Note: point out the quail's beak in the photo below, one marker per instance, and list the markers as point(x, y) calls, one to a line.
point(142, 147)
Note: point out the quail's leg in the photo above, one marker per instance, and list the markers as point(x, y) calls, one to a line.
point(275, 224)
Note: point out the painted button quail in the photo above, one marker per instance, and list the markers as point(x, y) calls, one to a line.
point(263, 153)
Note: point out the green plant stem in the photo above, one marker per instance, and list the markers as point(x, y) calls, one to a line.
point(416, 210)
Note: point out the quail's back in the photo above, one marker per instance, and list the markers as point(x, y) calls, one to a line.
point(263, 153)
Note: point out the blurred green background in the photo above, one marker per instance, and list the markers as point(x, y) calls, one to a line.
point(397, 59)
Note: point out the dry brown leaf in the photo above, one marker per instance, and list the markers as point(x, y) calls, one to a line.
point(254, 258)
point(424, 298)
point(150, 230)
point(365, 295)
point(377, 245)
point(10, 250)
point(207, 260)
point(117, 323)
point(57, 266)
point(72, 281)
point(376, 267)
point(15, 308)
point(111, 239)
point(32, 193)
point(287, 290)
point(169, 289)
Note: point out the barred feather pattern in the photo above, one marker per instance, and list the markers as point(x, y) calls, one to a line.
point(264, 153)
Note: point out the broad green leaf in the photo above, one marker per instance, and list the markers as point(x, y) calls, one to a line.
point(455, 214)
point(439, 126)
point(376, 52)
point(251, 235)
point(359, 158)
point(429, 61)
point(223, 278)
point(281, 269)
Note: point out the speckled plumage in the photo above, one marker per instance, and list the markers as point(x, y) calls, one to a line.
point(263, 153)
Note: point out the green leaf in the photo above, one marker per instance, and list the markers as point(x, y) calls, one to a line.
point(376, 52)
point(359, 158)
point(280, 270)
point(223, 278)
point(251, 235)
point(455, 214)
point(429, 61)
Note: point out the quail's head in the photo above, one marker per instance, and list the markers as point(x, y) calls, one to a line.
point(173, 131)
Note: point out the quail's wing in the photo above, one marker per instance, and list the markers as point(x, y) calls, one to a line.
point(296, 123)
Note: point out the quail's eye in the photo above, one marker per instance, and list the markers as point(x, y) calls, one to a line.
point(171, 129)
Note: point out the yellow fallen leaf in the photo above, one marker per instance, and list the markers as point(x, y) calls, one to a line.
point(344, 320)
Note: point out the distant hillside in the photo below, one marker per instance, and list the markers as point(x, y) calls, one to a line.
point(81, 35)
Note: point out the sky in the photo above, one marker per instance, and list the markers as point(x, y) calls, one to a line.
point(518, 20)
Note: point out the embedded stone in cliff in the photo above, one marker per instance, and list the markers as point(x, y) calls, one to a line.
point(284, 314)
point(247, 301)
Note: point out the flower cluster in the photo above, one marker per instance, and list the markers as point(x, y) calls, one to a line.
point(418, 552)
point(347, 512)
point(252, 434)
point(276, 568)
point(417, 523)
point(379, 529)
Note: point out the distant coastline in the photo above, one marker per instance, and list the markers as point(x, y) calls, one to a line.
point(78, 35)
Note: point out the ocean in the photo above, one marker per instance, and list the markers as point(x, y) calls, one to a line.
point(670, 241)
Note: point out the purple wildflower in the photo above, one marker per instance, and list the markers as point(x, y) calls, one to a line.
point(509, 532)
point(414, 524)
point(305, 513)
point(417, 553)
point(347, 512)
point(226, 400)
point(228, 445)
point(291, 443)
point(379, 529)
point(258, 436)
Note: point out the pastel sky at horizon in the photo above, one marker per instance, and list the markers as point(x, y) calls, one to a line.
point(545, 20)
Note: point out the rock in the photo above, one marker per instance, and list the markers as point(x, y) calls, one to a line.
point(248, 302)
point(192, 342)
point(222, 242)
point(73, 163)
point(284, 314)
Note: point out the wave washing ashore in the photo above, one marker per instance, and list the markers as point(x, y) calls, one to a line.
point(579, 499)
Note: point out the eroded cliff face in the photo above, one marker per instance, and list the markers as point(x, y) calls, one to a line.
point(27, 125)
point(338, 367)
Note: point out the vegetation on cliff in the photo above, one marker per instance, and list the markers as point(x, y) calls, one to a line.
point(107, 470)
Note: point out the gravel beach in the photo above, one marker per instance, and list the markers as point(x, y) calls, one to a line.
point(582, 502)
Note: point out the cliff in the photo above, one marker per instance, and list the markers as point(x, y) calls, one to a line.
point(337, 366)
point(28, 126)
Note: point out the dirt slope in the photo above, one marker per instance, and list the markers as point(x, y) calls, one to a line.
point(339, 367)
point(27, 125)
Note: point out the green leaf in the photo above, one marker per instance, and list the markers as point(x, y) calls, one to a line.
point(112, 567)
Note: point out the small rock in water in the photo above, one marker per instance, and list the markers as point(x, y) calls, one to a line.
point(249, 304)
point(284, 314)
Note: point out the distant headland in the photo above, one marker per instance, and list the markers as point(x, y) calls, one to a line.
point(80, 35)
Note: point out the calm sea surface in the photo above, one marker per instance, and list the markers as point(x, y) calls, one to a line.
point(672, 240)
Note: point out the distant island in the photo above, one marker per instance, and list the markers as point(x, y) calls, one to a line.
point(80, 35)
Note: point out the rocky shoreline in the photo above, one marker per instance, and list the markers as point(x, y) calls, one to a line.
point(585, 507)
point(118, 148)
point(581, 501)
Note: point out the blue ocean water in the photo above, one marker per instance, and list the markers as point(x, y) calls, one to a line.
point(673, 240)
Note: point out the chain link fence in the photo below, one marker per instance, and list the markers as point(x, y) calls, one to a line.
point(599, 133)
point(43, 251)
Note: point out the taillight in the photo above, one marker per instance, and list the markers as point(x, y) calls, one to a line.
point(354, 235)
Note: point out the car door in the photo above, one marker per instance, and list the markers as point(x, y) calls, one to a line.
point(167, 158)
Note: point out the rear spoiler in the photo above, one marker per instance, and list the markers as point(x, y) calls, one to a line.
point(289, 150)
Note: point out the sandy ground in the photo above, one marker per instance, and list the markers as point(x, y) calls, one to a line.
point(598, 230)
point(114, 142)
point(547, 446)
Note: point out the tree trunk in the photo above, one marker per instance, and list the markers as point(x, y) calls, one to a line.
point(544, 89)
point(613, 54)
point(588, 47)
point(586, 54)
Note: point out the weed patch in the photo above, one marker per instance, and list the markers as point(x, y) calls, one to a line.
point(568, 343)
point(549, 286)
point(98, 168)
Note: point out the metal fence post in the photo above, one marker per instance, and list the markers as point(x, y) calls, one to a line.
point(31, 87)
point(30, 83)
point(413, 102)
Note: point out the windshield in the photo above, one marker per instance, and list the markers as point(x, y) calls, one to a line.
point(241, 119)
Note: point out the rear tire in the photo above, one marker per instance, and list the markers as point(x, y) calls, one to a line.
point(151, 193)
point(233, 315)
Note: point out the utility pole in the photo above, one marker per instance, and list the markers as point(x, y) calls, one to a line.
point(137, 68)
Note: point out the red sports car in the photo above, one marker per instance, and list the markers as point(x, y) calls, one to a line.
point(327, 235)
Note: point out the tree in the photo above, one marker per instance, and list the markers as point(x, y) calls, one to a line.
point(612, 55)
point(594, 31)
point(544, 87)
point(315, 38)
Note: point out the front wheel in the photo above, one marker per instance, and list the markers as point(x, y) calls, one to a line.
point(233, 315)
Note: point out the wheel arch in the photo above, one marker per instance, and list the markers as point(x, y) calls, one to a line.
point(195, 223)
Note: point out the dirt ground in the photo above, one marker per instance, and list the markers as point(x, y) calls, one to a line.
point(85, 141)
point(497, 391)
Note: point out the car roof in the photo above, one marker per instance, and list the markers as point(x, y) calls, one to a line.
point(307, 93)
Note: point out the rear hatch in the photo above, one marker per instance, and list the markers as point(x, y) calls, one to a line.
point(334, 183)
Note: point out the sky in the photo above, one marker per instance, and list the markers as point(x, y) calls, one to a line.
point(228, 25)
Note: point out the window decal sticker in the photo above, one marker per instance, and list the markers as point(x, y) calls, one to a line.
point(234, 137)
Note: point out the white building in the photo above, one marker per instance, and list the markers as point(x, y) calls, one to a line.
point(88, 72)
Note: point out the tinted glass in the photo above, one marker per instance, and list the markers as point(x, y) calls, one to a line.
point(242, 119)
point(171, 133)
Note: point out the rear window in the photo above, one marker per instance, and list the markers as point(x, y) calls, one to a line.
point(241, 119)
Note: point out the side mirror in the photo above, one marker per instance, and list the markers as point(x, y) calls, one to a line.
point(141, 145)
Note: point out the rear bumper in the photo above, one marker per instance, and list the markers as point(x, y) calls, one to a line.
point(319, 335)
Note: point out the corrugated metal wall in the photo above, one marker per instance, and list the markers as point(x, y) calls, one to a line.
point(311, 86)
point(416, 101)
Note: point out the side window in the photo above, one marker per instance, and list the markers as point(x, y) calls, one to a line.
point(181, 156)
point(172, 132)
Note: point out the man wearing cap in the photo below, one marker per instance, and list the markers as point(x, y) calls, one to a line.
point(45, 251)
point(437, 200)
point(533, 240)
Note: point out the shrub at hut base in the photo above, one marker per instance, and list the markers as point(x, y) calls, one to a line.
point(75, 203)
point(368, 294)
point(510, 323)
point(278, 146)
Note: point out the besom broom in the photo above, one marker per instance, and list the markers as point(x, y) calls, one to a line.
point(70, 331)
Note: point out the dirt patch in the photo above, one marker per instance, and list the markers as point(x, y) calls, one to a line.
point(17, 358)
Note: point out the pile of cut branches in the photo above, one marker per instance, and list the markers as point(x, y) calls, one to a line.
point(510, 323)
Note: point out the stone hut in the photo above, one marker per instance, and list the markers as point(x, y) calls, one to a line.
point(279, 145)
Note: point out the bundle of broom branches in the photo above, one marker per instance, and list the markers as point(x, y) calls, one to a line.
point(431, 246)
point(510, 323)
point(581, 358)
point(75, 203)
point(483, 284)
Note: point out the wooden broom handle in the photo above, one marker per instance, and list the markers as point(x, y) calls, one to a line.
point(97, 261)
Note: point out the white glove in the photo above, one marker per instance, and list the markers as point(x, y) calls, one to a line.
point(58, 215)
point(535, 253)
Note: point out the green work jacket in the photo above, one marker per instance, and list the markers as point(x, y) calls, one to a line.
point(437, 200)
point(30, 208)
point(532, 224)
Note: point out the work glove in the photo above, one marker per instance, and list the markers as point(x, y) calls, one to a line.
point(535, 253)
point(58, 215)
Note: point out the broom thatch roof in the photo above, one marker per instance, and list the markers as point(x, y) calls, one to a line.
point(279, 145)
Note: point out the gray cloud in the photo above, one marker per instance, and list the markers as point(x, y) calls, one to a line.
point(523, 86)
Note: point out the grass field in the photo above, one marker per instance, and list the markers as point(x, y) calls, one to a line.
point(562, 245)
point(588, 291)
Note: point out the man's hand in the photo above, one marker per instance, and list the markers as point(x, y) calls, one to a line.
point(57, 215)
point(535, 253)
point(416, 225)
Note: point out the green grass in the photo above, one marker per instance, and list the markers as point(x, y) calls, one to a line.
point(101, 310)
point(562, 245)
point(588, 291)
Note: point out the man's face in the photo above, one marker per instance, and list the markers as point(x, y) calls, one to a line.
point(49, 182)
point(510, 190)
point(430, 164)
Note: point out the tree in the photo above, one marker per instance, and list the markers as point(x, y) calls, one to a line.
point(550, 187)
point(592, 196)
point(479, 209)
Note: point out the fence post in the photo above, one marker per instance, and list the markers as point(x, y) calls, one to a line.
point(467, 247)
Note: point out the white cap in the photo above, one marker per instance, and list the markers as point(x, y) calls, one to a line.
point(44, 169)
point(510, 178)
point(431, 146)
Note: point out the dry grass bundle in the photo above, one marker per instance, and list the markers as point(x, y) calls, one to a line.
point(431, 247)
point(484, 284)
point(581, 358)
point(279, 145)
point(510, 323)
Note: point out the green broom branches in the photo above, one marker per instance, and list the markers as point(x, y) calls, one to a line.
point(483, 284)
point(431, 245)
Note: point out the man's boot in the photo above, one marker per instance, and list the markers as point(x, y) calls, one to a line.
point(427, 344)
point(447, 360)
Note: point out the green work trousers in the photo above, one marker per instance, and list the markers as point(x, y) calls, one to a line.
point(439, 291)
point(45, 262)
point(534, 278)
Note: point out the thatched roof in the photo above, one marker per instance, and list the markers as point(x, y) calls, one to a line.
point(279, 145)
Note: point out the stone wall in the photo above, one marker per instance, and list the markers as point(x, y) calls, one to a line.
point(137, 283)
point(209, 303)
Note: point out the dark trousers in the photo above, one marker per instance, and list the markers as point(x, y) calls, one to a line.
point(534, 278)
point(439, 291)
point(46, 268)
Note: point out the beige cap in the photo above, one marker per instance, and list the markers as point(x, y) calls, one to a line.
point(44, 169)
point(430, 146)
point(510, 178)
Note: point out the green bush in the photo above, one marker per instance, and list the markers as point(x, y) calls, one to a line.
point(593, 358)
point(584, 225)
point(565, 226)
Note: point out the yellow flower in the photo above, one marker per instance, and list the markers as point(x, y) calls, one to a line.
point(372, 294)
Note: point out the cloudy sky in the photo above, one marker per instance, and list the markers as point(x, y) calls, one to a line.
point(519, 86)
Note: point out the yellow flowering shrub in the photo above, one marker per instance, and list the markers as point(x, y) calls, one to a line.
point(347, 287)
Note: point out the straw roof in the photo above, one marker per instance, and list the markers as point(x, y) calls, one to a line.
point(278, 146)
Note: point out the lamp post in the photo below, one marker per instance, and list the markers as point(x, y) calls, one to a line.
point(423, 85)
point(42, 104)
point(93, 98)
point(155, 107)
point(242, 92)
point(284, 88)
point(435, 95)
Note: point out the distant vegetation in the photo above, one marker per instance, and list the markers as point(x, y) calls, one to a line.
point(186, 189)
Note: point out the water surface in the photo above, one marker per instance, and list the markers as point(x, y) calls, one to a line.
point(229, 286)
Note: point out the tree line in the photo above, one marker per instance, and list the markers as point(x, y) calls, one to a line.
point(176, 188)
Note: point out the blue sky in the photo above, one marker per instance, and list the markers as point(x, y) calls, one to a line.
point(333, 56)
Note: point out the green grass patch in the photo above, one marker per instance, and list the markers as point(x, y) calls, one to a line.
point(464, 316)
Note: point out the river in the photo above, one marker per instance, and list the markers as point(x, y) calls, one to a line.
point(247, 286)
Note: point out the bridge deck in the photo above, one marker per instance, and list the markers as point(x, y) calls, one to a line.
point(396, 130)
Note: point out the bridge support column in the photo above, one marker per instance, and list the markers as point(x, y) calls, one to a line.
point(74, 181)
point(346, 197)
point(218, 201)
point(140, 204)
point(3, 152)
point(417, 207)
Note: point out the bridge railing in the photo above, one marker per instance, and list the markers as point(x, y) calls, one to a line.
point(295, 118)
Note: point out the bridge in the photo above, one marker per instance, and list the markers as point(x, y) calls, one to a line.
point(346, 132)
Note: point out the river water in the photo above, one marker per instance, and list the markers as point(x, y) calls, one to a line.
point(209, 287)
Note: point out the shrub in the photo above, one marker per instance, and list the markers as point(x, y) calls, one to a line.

THE PROBLEM: Reproduce the items above exactly, starting with the line that contains "Note: point out the rocky" and continuing through the line that contains "point(43, 251)", with both of those lines included.

EXERCISE RESULT:
Note: point out the rocky shoreline in the photo above, one marker per instance, and list the markers as point(x, y) calls, one to a line.
point(585, 507)
point(118, 148)
point(581, 501)
Note: point out the blue ocean water in the photo above, one marker per instance, and list the markers as point(x, y) calls, one to a line.
point(673, 240)
Note: point out the chain link fence in the photo below, one marker per instance, and list the markers as point(x, y) calls, one to a line.
point(599, 133)
point(43, 251)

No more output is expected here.